DAFTAR TUGAS:
**a.** Dalam teks tentang ekonomi Tiongkok, mengapa sebagian besar ahli memprediksi Tiongkok akan gagal mencapai target pertumbuhan 5%? Jawab dalam satu sampai tiga kalimat.
**b.** Sambung teks tentang ekonomi Tiongkok mulai dari titik akhirnya.

TEKS BACAAN:
::::
Pemimpin PKT Xi Jinping telah meluncurkan dorongan stimulus besar-besaran, dengan fokus pada pasar properti yang bermasalah, utang pemerintah daerah, dan pemotongan suku bunga. Langkah-langkah utama termasuk menurunkan suku bunga hipotek, menyuntikkan likuiditas untuk memacu pinjaman, dan meluncurkan rencana senilai $1,4 triliun untuk meringankan beban utang pemerintah daerah.
Meskipun tindakan ini telah memberikan sedikit kelegaan, mereka belum secara signifikan meningkatkan belanja konsumen. Pengeluaran rumah tangga sebagai persentase dari PDB tetap berada di bawah 40%, sekitar 20 poin di bawah rata-rata global, yang mencerminkan perjuangan Xi yang sedang berlangsung untuk menggeser ekonomi Tiongkok dari model yang digerakkan oleh ekspor ke model yang berbasis pada layanan dan konsumsi.
Terlepas dari tujuannya, Xi dipaksa untuk mengandalkan sekali lagi pada manufaktur dan ekspor untuk mendukung ekonomi pasca pandemi, namun strategi ini terbukti tidak efektif. Yuan sudah 10 persen lebih lemah dibandingkan pada awal perang dagang, sehingga membatasi kemampuan PKT untuk mendevaluasi mata uang lebih lanjut untuk merangsang ekspor.
Para analis secara luas setuju bahwa tantangan ekonomi Tiongkok bersifat struktural – berasal dari populasi yang menua, utang jumbo di sektor real estat dan pemerintah daerah, dan penurunan investasi. Dengan masalah yang mengakar ini, sebagian besar ahli memprediksi Tiongkok akan gagal mencapai target pertumbuhan 5%.
Pada masa jabatan pertamanya, Trump memberlakukan tarif hingga 25 persen untuk produk Tiongkok. Kali ini, ia telah menjanjikan tarif setinggi 60 persen untuk impor Tiongkok, sebuah langkah yang dapat melumpuhkan sektor ekspor Tiongkok.
Bank sentral Tiongkok perlu mendevaluasi yuan sekitar 18% untuk melawan tarif-tarif yang begitu tinggi, sehingga nilai tukarnya menjadi 8,5% terhadap dollar – sebuah pukulan telak untuk mata uang ini. Duet Trump-Lighthizer bisa jadi akan menghancurkan sektor manufaktur Tiongkok, menghambat ekspor dan mendongkrak angka pengangguran.
::::
DATA YANG DISEDIAKAN:
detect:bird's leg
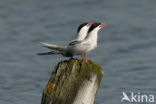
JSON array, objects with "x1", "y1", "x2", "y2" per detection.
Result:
[
  {"x1": 84, "y1": 54, "x2": 88, "y2": 63},
  {"x1": 81, "y1": 55, "x2": 84, "y2": 61}
]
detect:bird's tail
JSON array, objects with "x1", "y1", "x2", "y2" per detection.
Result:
[
  {"x1": 40, "y1": 42, "x2": 65, "y2": 51},
  {"x1": 37, "y1": 51, "x2": 61, "y2": 55}
]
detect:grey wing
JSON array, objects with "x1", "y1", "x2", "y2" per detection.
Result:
[{"x1": 68, "y1": 41, "x2": 80, "y2": 46}]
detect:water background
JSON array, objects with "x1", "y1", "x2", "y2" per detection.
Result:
[{"x1": 0, "y1": 0, "x2": 156, "y2": 104}]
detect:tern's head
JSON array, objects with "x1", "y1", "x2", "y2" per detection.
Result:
[
  {"x1": 77, "y1": 21, "x2": 93, "y2": 41},
  {"x1": 88, "y1": 22, "x2": 107, "y2": 33}
]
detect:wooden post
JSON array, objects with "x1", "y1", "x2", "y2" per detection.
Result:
[{"x1": 41, "y1": 59, "x2": 103, "y2": 104}]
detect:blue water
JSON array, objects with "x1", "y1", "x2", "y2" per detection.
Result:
[{"x1": 0, "y1": 0, "x2": 156, "y2": 104}]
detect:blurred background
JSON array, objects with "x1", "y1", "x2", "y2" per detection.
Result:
[{"x1": 0, "y1": 0, "x2": 156, "y2": 104}]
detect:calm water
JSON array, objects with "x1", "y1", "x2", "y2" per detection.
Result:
[{"x1": 0, "y1": 0, "x2": 156, "y2": 104}]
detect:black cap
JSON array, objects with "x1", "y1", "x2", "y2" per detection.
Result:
[
  {"x1": 88, "y1": 23, "x2": 101, "y2": 33},
  {"x1": 77, "y1": 22, "x2": 88, "y2": 33}
]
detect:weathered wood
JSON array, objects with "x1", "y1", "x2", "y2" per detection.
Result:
[{"x1": 41, "y1": 59, "x2": 103, "y2": 104}]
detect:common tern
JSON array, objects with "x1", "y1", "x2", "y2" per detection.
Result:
[
  {"x1": 37, "y1": 22, "x2": 107, "y2": 63},
  {"x1": 38, "y1": 21, "x2": 93, "y2": 58}
]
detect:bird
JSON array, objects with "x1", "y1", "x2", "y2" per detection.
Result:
[
  {"x1": 37, "y1": 22, "x2": 107, "y2": 63},
  {"x1": 37, "y1": 21, "x2": 93, "y2": 58},
  {"x1": 64, "y1": 22, "x2": 107, "y2": 63}
]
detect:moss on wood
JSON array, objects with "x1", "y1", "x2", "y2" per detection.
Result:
[{"x1": 41, "y1": 59, "x2": 104, "y2": 104}]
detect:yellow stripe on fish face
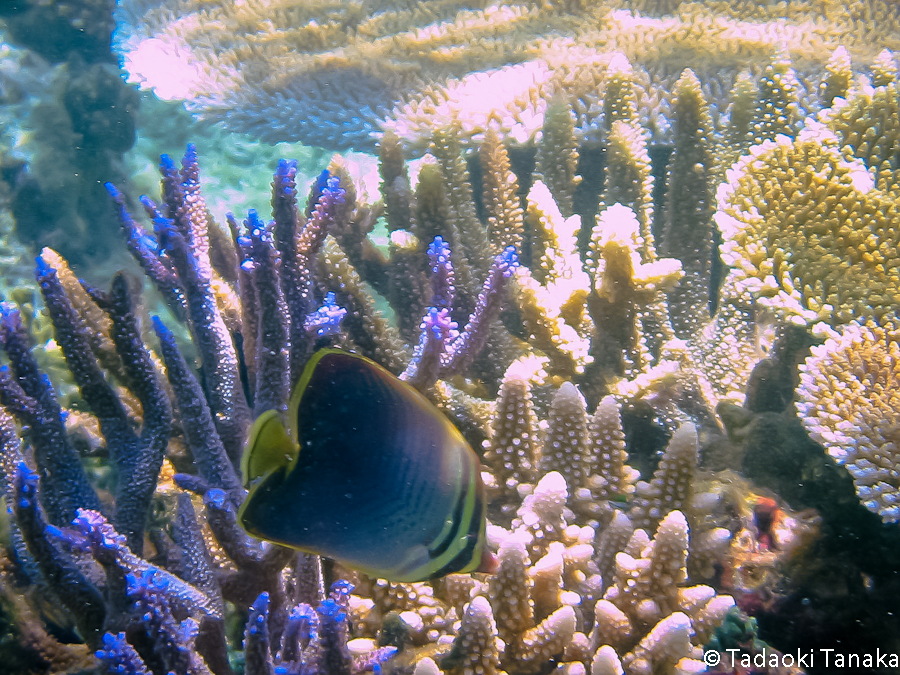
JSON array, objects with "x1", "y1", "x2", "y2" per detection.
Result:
[{"x1": 241, "y1": 410, "x2": 300, "y2": 488}]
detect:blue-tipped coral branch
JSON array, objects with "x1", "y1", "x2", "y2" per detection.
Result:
[{"x1": 0, "y1": 303, "x2": 101, "y2": 525}]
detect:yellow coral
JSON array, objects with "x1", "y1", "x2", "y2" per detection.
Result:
[
  {"x1": 797, "y1": 320, "x2": 900, "y2": 522},
  {"x1": 117, "y1": 0, "x2": 900, "y2": 148},
  {"x1": 715, "y1": 123, "x2": 900, "y2": 325}
]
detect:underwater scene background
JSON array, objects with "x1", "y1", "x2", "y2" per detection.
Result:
[{"x1": 0, "y1": 0, "x2": 900, "y2": 675}]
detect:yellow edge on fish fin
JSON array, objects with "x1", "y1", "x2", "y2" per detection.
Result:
[
  {"x1": 287, "y1": 347, "x2": 381, "y2": 444},
  {"x1": 241, "y1": 410, "x2": 300, "y2": 488}
]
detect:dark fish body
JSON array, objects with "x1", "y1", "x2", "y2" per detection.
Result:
[{"x1": 240, "y1": 349, "x2": 492, "y2": 581}]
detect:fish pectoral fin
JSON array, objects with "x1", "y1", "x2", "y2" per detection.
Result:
[{"x1": 241, "y1": 410, "x2": 300, "y2": 488}]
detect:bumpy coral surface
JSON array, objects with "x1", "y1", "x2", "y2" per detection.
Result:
[
  {"x1": 0, "y1": 37, "x2": 898, "y2": 675},
  {"x1": 118, "y1": 0, "x2": 900, "y2": 149},
  {"x1": 797, "y1": 318, "x2": 900, "y2": 523}
]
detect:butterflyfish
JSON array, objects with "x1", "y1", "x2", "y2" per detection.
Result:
[{"x1": 239, "y1": 348, "x2": 496, "y2": 581}]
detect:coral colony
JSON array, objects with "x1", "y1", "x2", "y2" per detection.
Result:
[{"x1": 0, "y1": 1, "x2": 900, "y2": 675}]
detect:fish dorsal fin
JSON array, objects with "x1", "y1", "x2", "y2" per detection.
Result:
[{"x1": 241, "y1": 410, "x2": 300, "y2": 488}]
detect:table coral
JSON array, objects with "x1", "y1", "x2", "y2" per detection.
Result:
[
  {"x1": 117, "y1": 0, "x2": 900, "y2": 149},
  {"x1": 797, "y1": 318, "x2": 900, "y2": 523},
  {"x1": 10, "y1": 46, "x2": 894, "y2": 664}
]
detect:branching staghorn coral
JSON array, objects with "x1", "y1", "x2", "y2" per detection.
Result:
[
  {"x1": 8, "y1": 43, "x2": 893, "y2": 675},
  {"x1": 117, "y1": 0, "x2": 900, "y2": 149}
]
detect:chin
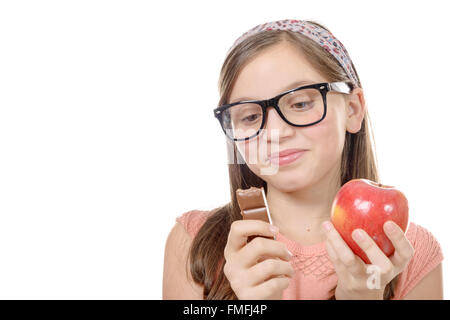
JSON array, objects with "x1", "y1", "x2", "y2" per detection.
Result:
[{"x1": 262, "y1": 171, "x2": 310, "y2": 193}]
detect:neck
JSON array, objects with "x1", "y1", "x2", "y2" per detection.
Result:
[{"x1": 267, "y1": 168, "x2": 340, "y2": 245}]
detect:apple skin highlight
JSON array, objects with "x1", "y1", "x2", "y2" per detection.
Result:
[{"x1": 331, "y1": 179, "x2": 409, "y2": 264}]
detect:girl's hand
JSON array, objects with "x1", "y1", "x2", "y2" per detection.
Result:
[
  {"x1": 322, "y1": 221, "x2": 414, "y2": 300},
  {"x1": 224, "y1": 220, "x2": 294, "y2": 300}
]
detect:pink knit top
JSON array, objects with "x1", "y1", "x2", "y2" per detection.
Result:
[{"x1": 176, "y1": 210, "x2": 444, "y2": 300}]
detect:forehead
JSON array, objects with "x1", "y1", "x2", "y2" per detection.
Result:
[{"x1": 229, "y1": 43, "x2": 326, "y2": 103}]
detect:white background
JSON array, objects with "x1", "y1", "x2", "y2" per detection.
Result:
[{"x1": 0, "y1": 0, "x2": 450, "y2": 299}]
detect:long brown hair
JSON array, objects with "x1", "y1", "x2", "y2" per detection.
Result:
[{"x1": 188, "y1": 21, "x2": 398, "y2": 300}]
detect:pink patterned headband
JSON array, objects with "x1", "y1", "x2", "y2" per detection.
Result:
[{"x1": 228, "y1": 19, "x2": 358, "y2": 87}]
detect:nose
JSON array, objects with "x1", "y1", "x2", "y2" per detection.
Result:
[{"x1": 265, "y1": 107, "x2": 294, "y2": 140}]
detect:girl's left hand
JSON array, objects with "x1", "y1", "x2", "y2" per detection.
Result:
[{"x1": 322, "y1": 221, "x2": 414, "y2": 300}]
::::
JAWABAN PER TUGAS:
**a.** Sebagian besar ahli memprediksi hal itu karena tantangan ekonomi Tiongkok bersifat struktural dan mengakar. Masalah tersebut berasal dari populasi yang menua, utang jumbo di sektor real estat dan pemerintah daerah, serta penurunan investasi.

**b.**
Hampir setengah dari ekspor Tiongkok berasal dari berbagai perusahaan yang diinvestasikan oleh asing, yang kemungkinan besar akan dipaksa untuk pindah ke Amerika Serikat atau negara-negara sekutu seperti India, Thailand, Indonesia, dan Vietnam. Pergeseran ini selanjutnya akan memengaruhi Foreign Direct Investment (FDI) Tiongkok, yang mengalami penurunan 28,1% dalam lima bulan pertama tahun ini dibandingkan dengan periode yang sama pada tahun 2023. Para pemimpin Eropa sekarang sedang berdiskusi, menyadari bahwa Trump kemungkinan akan menekan mereka untuk mendukung sanksi AS terhadap Tiongkok, yang mana berpotensi mempercepat tren penurunan FDI Tiongkok.
Faktor lain yang menguntungkan Beijing selama perang dagang pertama adalah stimulus COVID-19 AS; sebagian besar uang yang dikeluarkan pemerintah akhirnya digunakan untuk membeli impor Tiongkok. Namun demikian, kali ini, Beijing tidak akan memiliki penopang tersebut.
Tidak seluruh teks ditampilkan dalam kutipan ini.